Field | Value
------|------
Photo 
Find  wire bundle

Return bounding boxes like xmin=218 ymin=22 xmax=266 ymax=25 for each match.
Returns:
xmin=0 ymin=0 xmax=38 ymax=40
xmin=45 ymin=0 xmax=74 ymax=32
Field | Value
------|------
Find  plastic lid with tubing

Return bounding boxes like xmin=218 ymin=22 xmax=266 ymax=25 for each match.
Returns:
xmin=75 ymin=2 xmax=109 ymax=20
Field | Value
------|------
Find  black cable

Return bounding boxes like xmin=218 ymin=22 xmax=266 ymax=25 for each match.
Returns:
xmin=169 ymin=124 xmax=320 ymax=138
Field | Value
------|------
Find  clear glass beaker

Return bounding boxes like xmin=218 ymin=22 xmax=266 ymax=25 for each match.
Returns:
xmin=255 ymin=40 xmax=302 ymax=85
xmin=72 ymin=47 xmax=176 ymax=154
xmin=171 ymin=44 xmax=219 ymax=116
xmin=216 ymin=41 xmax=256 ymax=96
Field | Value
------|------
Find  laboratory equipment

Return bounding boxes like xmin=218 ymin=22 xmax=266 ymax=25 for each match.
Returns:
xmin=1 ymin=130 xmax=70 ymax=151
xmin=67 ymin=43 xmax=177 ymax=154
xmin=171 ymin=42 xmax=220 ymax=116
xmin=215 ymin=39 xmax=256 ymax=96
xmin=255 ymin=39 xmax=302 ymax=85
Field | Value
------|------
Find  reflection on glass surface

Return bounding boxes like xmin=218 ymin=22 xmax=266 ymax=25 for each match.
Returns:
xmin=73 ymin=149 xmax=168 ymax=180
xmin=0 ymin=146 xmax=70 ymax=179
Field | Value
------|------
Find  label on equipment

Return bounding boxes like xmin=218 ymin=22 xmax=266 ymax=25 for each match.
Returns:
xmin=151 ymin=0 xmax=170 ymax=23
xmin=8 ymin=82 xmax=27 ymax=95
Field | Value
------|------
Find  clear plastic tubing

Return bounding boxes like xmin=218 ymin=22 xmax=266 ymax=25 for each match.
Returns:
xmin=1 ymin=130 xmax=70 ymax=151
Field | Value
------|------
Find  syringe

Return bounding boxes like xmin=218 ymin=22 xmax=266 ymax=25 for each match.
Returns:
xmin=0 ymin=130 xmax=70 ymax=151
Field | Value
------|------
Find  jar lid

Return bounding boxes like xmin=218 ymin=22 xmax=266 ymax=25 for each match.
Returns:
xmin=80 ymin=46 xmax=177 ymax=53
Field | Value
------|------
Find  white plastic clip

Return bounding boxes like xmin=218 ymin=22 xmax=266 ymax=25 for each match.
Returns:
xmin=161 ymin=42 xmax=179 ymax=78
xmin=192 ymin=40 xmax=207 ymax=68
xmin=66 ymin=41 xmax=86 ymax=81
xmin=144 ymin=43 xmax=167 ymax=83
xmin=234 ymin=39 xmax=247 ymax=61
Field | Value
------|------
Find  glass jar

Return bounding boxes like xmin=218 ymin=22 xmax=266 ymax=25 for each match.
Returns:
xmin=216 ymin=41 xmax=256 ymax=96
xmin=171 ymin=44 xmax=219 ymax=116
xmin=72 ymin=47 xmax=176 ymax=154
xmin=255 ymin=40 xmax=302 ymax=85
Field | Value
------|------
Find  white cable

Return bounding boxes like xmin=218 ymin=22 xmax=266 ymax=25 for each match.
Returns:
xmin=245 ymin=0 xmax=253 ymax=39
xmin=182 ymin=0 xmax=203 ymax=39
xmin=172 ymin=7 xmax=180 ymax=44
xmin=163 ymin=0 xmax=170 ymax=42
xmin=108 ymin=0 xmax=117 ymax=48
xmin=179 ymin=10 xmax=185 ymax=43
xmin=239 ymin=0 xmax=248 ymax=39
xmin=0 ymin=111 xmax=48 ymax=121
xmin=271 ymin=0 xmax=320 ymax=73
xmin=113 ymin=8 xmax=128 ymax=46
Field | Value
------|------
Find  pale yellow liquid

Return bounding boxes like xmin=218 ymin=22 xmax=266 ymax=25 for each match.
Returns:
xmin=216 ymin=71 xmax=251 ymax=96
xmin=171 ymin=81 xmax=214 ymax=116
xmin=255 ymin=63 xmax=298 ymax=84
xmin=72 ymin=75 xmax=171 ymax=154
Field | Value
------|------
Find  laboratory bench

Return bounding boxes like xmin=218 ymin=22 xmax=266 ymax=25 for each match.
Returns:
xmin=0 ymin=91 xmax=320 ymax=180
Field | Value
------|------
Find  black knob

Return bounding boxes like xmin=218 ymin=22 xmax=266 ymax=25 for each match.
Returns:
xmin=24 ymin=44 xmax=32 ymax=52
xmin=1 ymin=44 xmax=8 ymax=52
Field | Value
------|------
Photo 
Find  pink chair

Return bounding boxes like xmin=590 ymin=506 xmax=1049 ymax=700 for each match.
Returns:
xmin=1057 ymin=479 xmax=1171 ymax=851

= = = =

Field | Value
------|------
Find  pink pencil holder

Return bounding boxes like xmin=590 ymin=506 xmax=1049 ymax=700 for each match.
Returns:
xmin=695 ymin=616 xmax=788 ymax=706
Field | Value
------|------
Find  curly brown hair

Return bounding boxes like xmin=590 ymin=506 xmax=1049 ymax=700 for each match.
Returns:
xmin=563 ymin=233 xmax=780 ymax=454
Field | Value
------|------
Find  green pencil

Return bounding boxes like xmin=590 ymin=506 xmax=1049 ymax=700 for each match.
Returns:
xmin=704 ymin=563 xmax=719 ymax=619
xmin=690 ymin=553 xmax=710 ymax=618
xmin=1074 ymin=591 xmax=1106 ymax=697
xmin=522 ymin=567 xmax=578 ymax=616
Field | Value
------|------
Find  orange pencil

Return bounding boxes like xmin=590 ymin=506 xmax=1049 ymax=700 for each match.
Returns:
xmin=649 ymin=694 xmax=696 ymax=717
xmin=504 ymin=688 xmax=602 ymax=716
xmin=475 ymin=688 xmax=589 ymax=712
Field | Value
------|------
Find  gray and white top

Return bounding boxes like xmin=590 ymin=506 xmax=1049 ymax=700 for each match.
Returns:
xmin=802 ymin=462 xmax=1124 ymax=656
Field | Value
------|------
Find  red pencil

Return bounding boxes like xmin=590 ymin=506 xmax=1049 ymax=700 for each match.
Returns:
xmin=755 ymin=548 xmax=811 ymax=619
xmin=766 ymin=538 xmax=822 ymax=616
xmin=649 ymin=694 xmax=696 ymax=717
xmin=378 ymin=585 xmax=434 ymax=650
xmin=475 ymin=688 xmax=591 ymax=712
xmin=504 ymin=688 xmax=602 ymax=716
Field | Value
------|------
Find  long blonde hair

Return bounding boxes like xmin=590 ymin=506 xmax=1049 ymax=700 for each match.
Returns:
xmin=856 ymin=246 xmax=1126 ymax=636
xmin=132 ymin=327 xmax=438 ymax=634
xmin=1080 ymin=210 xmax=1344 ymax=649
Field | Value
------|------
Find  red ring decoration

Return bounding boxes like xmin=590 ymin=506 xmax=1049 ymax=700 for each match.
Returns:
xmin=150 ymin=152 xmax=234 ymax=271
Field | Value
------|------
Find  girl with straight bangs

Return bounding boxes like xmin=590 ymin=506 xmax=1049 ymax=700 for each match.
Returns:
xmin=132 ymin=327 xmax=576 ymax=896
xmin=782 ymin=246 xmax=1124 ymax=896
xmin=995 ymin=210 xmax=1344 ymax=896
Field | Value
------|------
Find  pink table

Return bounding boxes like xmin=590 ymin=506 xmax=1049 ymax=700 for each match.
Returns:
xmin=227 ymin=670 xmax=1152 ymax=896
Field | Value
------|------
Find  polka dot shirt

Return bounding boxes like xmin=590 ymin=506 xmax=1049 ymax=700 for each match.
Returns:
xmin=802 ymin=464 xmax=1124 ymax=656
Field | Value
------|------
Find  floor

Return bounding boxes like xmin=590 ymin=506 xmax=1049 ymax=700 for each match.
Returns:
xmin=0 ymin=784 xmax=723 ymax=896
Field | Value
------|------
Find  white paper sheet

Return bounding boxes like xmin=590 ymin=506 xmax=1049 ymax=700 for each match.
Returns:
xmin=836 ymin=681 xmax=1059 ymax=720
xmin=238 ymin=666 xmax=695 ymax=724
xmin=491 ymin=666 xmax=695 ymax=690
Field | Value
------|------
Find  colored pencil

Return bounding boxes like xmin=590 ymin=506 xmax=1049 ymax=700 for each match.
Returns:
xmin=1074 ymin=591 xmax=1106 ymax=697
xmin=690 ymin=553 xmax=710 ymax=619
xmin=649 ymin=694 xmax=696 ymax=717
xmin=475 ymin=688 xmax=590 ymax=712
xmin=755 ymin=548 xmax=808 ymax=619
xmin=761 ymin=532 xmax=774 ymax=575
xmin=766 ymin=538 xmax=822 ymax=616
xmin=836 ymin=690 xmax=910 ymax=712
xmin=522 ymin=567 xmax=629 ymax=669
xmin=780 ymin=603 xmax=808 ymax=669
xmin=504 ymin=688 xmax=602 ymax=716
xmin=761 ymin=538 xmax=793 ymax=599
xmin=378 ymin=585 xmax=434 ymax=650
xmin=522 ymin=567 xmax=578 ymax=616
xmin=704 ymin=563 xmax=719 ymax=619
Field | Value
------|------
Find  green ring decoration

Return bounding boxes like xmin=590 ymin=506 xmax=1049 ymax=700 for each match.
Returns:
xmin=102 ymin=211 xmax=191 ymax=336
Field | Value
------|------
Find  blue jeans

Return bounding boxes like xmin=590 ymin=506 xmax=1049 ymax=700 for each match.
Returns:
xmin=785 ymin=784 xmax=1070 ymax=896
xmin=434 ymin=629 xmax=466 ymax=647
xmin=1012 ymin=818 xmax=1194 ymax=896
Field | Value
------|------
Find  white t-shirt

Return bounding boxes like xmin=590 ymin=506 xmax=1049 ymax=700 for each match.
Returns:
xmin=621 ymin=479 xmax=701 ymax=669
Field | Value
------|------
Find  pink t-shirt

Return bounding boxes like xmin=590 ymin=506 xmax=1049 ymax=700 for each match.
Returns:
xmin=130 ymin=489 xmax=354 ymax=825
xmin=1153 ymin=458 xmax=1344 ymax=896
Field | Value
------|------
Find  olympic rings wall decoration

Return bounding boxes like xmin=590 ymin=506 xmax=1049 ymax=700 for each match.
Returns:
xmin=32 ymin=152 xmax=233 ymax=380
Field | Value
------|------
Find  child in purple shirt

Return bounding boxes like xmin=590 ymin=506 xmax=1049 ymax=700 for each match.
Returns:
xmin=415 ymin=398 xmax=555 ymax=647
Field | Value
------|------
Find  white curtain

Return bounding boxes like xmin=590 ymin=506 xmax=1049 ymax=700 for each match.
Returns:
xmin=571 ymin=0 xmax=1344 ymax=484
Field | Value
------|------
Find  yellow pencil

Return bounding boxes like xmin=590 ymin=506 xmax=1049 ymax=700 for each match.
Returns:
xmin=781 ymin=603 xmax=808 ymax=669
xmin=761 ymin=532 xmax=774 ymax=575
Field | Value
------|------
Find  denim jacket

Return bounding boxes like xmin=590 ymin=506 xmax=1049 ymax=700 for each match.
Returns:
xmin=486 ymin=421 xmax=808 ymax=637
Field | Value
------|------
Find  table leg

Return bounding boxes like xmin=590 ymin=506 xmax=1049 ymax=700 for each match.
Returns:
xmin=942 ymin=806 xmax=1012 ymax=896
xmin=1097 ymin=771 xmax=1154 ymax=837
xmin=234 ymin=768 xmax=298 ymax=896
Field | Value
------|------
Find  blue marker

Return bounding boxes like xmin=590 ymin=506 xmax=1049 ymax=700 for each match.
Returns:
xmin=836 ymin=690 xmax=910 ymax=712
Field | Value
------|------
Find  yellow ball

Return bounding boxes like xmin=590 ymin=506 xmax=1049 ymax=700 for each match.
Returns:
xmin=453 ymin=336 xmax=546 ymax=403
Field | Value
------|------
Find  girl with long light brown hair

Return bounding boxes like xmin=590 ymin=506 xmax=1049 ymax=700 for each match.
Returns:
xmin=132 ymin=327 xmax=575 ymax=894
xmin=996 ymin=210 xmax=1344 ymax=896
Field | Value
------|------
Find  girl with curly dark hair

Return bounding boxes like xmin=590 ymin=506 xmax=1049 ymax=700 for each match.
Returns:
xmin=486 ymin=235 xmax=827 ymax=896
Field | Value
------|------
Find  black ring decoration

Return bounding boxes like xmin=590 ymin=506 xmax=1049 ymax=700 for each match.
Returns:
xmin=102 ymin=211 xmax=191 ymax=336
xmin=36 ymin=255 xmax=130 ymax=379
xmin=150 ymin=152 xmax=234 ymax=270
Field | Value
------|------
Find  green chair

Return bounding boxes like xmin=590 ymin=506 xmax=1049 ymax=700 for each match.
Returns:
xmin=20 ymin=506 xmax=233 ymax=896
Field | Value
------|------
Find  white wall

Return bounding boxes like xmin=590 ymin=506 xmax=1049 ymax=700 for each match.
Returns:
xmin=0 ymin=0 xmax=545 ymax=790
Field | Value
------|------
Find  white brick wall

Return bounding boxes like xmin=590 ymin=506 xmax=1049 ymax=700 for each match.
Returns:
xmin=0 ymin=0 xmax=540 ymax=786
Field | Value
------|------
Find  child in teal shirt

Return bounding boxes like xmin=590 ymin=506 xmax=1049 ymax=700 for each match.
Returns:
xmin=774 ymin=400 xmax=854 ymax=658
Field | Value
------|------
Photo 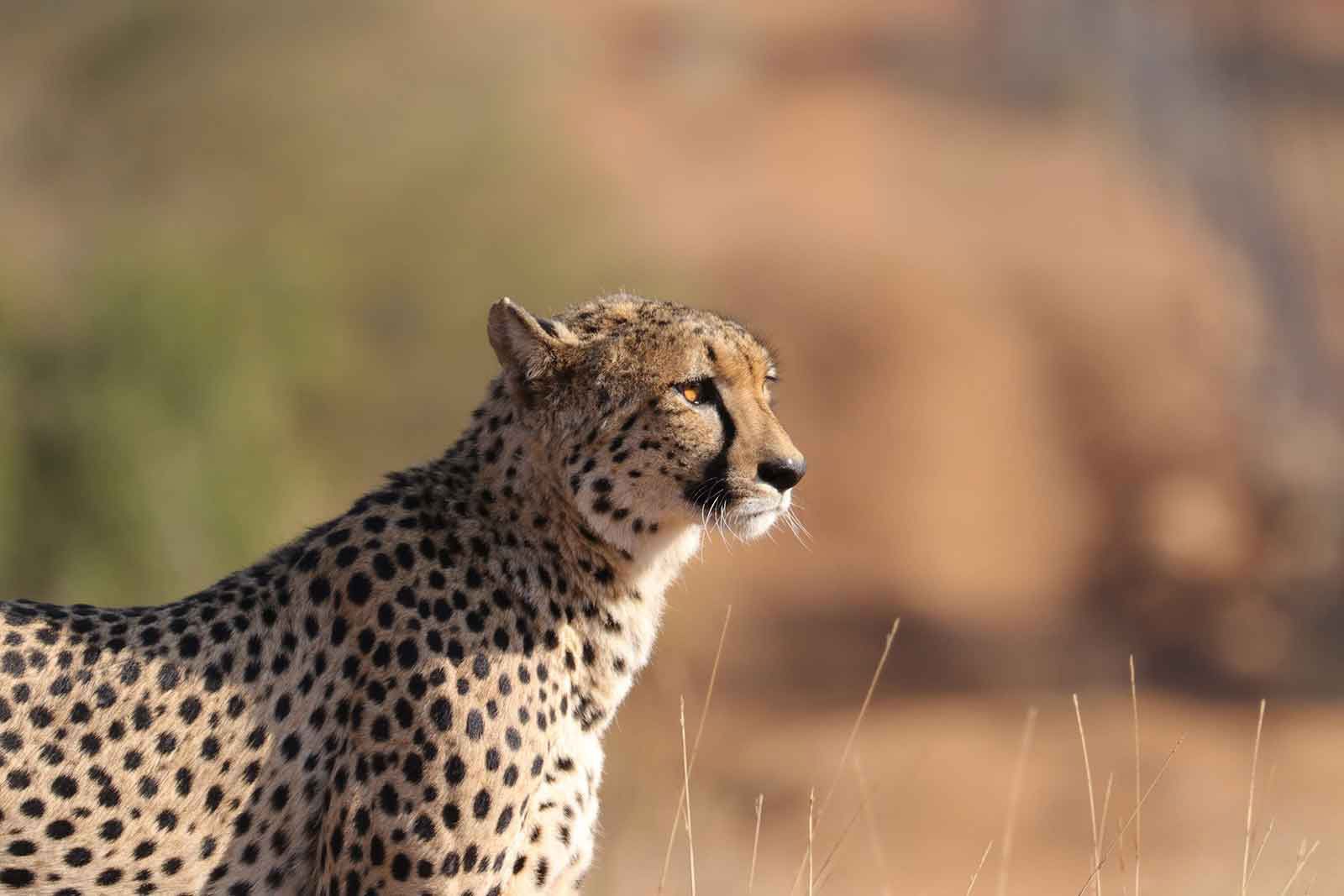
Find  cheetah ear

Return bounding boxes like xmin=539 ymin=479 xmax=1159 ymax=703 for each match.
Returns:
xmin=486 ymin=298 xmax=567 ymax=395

= = = =

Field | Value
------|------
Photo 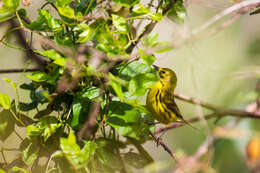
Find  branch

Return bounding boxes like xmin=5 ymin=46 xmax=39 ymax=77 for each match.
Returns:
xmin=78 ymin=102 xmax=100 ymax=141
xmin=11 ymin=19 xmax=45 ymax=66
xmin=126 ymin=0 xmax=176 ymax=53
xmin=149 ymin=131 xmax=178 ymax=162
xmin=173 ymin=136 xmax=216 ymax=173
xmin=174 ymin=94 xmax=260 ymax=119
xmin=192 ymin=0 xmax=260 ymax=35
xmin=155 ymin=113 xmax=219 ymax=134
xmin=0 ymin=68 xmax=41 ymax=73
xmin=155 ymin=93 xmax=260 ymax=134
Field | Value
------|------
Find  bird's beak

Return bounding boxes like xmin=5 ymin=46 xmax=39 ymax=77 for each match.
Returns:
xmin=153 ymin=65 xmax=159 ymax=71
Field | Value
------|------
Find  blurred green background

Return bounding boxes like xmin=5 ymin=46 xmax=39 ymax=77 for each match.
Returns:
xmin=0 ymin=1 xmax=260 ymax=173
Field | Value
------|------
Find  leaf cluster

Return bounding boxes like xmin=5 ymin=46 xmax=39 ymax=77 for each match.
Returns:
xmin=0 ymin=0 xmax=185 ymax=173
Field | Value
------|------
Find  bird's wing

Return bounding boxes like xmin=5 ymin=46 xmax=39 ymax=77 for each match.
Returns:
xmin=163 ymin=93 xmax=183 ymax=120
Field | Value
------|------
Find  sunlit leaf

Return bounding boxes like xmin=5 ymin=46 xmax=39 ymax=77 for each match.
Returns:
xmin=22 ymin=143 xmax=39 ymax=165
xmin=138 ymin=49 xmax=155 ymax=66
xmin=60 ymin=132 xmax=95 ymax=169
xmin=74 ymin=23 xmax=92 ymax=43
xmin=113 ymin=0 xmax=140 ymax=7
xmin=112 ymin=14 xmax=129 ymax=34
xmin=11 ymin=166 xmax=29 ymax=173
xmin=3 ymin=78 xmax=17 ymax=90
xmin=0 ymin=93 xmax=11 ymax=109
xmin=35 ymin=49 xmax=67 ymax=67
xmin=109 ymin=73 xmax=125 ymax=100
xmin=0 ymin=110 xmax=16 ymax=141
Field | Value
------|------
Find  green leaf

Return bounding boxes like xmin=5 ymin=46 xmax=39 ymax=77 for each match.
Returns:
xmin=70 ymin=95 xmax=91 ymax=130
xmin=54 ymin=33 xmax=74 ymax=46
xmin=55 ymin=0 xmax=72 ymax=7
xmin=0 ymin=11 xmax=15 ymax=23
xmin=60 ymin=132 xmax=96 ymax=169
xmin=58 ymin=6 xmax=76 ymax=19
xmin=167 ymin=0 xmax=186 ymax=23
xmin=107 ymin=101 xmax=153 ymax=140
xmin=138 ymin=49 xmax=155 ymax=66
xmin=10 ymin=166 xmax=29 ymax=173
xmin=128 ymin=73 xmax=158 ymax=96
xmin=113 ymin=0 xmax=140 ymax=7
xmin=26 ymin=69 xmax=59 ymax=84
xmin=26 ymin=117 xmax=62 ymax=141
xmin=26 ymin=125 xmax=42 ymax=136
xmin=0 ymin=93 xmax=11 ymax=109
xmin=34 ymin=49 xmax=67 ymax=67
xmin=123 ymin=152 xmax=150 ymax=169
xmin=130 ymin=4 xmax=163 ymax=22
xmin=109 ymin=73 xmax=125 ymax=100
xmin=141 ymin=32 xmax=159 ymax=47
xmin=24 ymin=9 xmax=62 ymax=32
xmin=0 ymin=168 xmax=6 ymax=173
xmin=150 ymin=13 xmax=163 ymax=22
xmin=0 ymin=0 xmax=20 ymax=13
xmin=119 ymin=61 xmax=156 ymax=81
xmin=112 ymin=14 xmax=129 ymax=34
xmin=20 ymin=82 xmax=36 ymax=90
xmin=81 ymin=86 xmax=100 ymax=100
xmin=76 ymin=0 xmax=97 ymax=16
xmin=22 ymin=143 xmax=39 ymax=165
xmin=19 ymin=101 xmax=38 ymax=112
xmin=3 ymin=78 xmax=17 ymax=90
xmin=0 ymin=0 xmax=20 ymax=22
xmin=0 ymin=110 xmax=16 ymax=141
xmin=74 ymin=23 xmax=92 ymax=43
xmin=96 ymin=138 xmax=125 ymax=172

= = = =

### Do this
Pick out every line in the listing above that contains the word "plastic" and copy each one.

### Solution
Find  plastic lid with tubing
Find  clear plastic tubing
Find  white plastic clip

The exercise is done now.